## To do
All entries should be output exactly as they stand.

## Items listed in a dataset
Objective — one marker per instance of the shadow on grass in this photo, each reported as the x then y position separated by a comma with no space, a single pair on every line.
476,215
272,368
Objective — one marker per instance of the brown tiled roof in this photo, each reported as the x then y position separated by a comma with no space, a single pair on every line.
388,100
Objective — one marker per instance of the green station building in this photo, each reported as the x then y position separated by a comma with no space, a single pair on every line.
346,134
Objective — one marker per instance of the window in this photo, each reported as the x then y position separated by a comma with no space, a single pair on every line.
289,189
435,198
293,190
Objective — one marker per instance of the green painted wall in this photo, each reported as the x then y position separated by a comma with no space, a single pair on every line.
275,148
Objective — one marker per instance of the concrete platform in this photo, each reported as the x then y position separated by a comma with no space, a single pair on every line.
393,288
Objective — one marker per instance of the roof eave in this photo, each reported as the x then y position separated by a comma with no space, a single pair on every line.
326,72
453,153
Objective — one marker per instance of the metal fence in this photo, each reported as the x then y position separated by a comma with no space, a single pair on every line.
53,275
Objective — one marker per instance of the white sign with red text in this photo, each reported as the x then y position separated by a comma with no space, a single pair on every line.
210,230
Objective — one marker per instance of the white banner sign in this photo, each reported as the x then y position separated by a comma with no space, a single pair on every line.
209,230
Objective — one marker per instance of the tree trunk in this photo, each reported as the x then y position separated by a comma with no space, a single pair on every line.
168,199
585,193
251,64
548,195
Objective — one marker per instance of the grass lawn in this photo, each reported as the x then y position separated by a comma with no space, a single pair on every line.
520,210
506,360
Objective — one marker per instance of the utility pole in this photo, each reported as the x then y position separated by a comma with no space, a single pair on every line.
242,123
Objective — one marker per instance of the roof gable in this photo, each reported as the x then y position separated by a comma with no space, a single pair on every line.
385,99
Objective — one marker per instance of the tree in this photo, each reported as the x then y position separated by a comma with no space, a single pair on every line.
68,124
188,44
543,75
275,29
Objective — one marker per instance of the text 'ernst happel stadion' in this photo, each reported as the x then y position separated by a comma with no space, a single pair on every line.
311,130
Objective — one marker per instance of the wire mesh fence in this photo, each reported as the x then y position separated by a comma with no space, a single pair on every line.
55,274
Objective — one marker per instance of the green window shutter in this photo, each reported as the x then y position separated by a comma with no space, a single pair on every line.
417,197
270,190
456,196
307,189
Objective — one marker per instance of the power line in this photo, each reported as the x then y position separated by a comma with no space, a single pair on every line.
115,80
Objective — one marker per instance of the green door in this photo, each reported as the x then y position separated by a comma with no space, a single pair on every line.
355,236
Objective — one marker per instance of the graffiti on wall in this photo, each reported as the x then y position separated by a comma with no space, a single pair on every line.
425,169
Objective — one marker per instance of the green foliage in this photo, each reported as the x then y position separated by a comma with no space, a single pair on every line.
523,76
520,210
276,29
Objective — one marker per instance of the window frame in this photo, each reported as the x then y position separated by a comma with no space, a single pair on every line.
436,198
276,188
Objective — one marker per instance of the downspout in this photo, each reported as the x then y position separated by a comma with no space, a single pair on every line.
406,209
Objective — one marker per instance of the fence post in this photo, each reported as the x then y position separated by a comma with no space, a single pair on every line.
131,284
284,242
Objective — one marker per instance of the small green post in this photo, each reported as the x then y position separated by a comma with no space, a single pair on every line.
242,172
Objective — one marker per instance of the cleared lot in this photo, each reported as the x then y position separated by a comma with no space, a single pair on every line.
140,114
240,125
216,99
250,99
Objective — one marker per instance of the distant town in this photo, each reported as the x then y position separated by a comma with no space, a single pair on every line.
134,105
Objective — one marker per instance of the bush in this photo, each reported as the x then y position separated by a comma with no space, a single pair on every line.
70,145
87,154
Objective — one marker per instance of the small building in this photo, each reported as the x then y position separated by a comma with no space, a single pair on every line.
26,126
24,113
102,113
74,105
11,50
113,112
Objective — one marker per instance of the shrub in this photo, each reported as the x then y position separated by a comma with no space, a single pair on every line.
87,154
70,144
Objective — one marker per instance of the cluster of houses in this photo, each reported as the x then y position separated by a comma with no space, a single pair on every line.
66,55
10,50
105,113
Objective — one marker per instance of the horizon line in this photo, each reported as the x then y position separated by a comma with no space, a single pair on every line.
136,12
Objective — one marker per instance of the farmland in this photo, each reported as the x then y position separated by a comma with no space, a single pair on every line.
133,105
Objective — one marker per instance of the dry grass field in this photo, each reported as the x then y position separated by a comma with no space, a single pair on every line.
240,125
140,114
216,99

## The reply
Objective — one marker per instance of the shadow on grass in this photo, each reported as the x then y position separated by a comma with no space, a single pair on every line.
476,215
272,368
Objective — one marker per instance of the brown tiled roof in this photo, each reported as the x then y position separated by a comma with no space, a single pair on every line.
388,100
Objective — one marker per instance of the green station building in this photo, each reported as the x then y position separated by a comma with no space, a single pair on every line.
346,134
Objective — one marker per instance of the window in this photo, each reported as the x then y position separated by a comma with no space, a single pair on every line.
289,189
435,198
293,190
Objective — one marker per instance of the green painted wall in this photo, each reported as the x then y position separated by a comma with no space, a single pair on every line.
275,148
Objective — one marker per instance of the concrete platform in this photo, each reported as the x then y position separated by a comma with no space, a single pair on every line.
393,288
Objective — one marker per instance of the roof eave in this photo, each reported as the x then y position separated by a comma with no space, a single pair on every line.
326,72
453,153
Objective — one marker per instance of the metal fence in this photo, each reported as the x then y position separated by a comma with no space, a single pair on every line.
53,275
Objective — one marker per instance of the white sign with red text in this photo, each reported as the x then y position separated by a comma with no space, a single pair on every line.
210,230
Objective — one marker per instance of the white banner sign in this photo, each reported as the x then y position separated by a comma with no space, a single pair on every line.
209,230
Objective — one marker per instance of the tree trunk in this photo, each reported as the x then y position separated by a comma with no space, a single pair on every line.
168,199
585,193
251,64
548,195
Objective — one marker per instance of the grass lawn in this photo, each reported as the x then y position separated by a comma with no space, a single pair on every line.
520,210
506,360
Objective — one marker per instance of the utility pole in this photo, each reported as the x then y position separated by a comma with no space, a single pair on every line.
242,123
Objective — one marker per instance of the roof gable in this photo, each reported as the x then y position separated by a comma with no space, a single pair on every line.
385,99
Objective — one marker per instance of the tree in this photo, each reported as the x then y position separated by a comma with no space, a single pair on every line.
68,124
188,44
543,75
275,29
Objective — one marker per instance of the text 'ernst happel stadion' in this photo, each reported as the x then y position separated by a comma with no space, a single pair on every line.
311,130
Objective — one marker per instance of the wire mesh fence in this photo, each reported as the x then y position separated by a comma with no space, a single pair on every line.
55,274
Objective — one marker per instance of the green window shutter in this photo, each reported as the x then y position separated by a comma with no space, a single pair on every line.
417,197
270,190
456,196
307,189
Objective — one marker per instance of the power line in this photo, each reported as the x then y position separated by a comma with no space, a single pair on every line.
115,80
Objective — one marker per instance of the green door in this photo, each reported as the x then y position separated by a comma with no space, a single pair on every line.
355,236
Objective — one marker per instance of the graffiti on wall in this photo, each reported as the x then y position separated by a comma with no space, a single pair on every line.
425,169
Objective — one marker per instance of the green foliage in this photo, each reported as the x then y position separated by a comma with no space, a single pair on every line.
523,76
520,210
276,29
Objective — one marker per instance of the window frame in this photo, each reported as the x then y position separated by a comma with no space, a single pair on every line.
436,198
276,188
Objective — one marker per instance of the downspout in this photo, each reported as the x then y position separated by a comma with no space, a single pair on every line.
406,209
Objective — one marker per instance of the fence post in this photo, each reported as the x then y position separated by a comma with no space, a single pair on every line.
131,284
284,242
Objective — one marker per instance of the small green post in this photo, each reported as the x then y position separated by a comma with no space, a single pair on every line.
242,172
Objective — one marker per instance of the cleared lot in this photo, each reported as the x then y position separated by a comma with no space, a single pair on every line.
140,114
240,125
216,99
250,99
Objective — one marker per instance of the distant town in this photo, each reported as the x then y position separated by a comma with no space, a single pair on every line.
134,105
Objective — one marker per instance of the bush in this photo, each reported as the x then y position separated by a comma with no space, a single pair on every line.
70,145
87,154
Objective — one marker per instance of the small building in this photo, each reported as the x then y position separated by a comma with no space, a single pair on every line.
26,126
24,113
102,113
74,105
11,50
113,112
Objective — one marker per instance of the shrub in this photo, each reported as the x then y position separated by a comma with no space, a single pair on every line.
87,154
70,144
Objective — one marker per instance of the cluster of houses in this photo, each reported as the x then y position separated by a comma with no space, a single pair on every line.
66,55
10,50
105,113
Objective — one marker per instance of the horizon line in this photo, each reported as the x then y position separated by a comma with no space, a single pair on every line.
136,12
Objective — one marker per instance of the farmland in this photo, each reported as the x then y position separated by a comma with no space, a single pair on every line.
133,105
Objective — one marker per instance of the dry grass field in this photo, each reported as the x then y position separated by a comma with no space, a single pair on every line.
240,125
140,114
216,99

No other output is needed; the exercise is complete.